[START OF TASK DATA]
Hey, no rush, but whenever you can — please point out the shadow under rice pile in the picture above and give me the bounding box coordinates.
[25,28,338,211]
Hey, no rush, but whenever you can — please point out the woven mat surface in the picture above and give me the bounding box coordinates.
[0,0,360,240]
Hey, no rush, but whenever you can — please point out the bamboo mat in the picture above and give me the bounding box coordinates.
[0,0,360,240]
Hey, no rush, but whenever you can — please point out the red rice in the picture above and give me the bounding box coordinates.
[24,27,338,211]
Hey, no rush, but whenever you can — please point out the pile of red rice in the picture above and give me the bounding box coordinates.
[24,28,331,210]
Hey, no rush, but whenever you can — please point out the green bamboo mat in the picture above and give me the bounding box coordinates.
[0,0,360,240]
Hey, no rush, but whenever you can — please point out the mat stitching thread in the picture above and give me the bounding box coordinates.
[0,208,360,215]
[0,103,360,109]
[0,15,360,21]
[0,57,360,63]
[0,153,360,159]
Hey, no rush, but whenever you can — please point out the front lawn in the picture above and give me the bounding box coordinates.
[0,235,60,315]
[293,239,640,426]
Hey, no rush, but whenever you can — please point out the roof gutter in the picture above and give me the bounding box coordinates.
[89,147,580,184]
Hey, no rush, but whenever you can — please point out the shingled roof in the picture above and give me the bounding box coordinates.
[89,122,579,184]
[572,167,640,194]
[END OF TASK DATA]
Scale the items above by copying every line, requests included. Multiply each bounding-box coordinate in the answers by 1.6 and round to whole numbers, with halves rounded up.

Hey, no rush, but whenever you can — please point out the shadow under rice pile in the picture above and give me the bounding box coordinates.
[40,45,541,338]
Hey, no rush, but whenever you can — please point out the woven mat surface in the picture above and give me the bounding box coordinates.
[0,0,576,384]
Hey, no rush, but whenever you can — please point out the bamboo mat in the picture above and give me the bounding box coordinates.
[0,0,576,384]
Hey, no rush, but whenever you can — please point out the red rice in the picture above and give me the bounding box coordinates.
[38,43,541,338]
Hey, no rush, but whenever you can — please point out the pile of red rice in the picture above and give me the bounding box coordinates.
[38,45,530,336]
Hey, no rush, but whenever you can — please point out the green bamboo mat in the picture above and give me the bounding box coordinates.
[0,0,576,384]
Hey, no rush, but whenever you can — please point out the mat stitching thread in the picture above and give me the bounding box coordinates.
[0,333,576,344]
[0,165,576,174]
[0,24,576,34]
[0,91,576,101]
[0,245,576,254]
Hey, no rush, but whenever you can — please point out the front lawn in the picture above and give me the bounding box coordinates.
[0,376,96,504]
[469,382,1024,682]
Hey, no rush, but whenever you can — please point out the roof gutter in the picture above and give me the bounding box coordinates.
[142,235,928,294]
Hey, no rush, but whenever you can — please point out the shingled roof in the picture above and give me the bounding box coordinates.
[142,195,926,294]
[915,267,1024,310]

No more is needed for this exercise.